▶ **Task instructions**
Copy the rows below without any changes, from the very first line up to and including the line with "[[[155,93],[154,93],[154,79],[152,80],[152,104],[155,105]]]".

▶ **Information shown**
◆ ◆ ◆ ◆ ◆

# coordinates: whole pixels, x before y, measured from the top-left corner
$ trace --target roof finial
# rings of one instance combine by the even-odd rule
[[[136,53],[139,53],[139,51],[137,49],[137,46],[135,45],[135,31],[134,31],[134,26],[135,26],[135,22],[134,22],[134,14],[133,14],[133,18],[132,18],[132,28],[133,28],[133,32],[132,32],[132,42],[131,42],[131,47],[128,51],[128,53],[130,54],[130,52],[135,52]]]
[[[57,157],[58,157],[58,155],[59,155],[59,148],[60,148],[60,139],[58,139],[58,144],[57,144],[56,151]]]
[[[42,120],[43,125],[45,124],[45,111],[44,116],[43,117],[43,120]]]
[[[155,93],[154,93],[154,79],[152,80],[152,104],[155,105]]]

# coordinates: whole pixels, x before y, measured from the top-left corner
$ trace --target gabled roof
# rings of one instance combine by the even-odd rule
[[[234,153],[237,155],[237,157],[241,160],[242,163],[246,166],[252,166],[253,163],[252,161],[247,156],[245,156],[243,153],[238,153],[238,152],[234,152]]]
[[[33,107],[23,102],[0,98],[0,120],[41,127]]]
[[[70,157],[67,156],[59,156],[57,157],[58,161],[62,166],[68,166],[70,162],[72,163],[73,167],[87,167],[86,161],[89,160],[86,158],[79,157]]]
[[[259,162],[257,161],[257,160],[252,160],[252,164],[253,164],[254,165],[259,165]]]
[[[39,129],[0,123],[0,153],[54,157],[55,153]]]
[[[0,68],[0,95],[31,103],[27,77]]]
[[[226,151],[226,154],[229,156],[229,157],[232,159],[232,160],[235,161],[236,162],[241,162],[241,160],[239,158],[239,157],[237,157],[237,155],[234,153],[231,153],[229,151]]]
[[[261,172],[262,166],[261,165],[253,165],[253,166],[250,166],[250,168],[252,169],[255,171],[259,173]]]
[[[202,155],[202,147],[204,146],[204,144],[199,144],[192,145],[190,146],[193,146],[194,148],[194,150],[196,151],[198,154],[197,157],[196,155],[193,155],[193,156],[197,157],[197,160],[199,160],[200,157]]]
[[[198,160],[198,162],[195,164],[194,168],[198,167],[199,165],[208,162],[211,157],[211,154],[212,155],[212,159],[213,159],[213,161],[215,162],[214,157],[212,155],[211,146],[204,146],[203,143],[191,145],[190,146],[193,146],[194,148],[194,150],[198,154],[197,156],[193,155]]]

◆ ◆ ◆ ◆ ◆

▶ **Final result**
# coordinates: whole pixels, x before y, measured from the top-left corner
$ trace --target roof finial
# rings of one instance combine by the even-odd rule
[[[136,53],[139,53],[139,51],[137,49],[137,46],[135,45],[135,31],[134,31],[134,26],[135,26],[135,22],[134,22],[134,14],[133,14],[133,18],[132,18],[132,28],[133,28],[133,32],[132,32],[132,42],[131,42],[131,47],[128,51],[128,53],[130,54],[130,52],[135,52]]]
[[[57,157],[58,157],[58,155],[59,155],[59,148],[60,148],[60,139],[58,139],[58,144],[57,144],[56,151]]]
[[[42,120],[43,125],[45,124],[45,111],[44,116],[43,117],[43,120]]]
[[[155,93],[154,93],[154,79],[152,80],[152,104],[155,105]]]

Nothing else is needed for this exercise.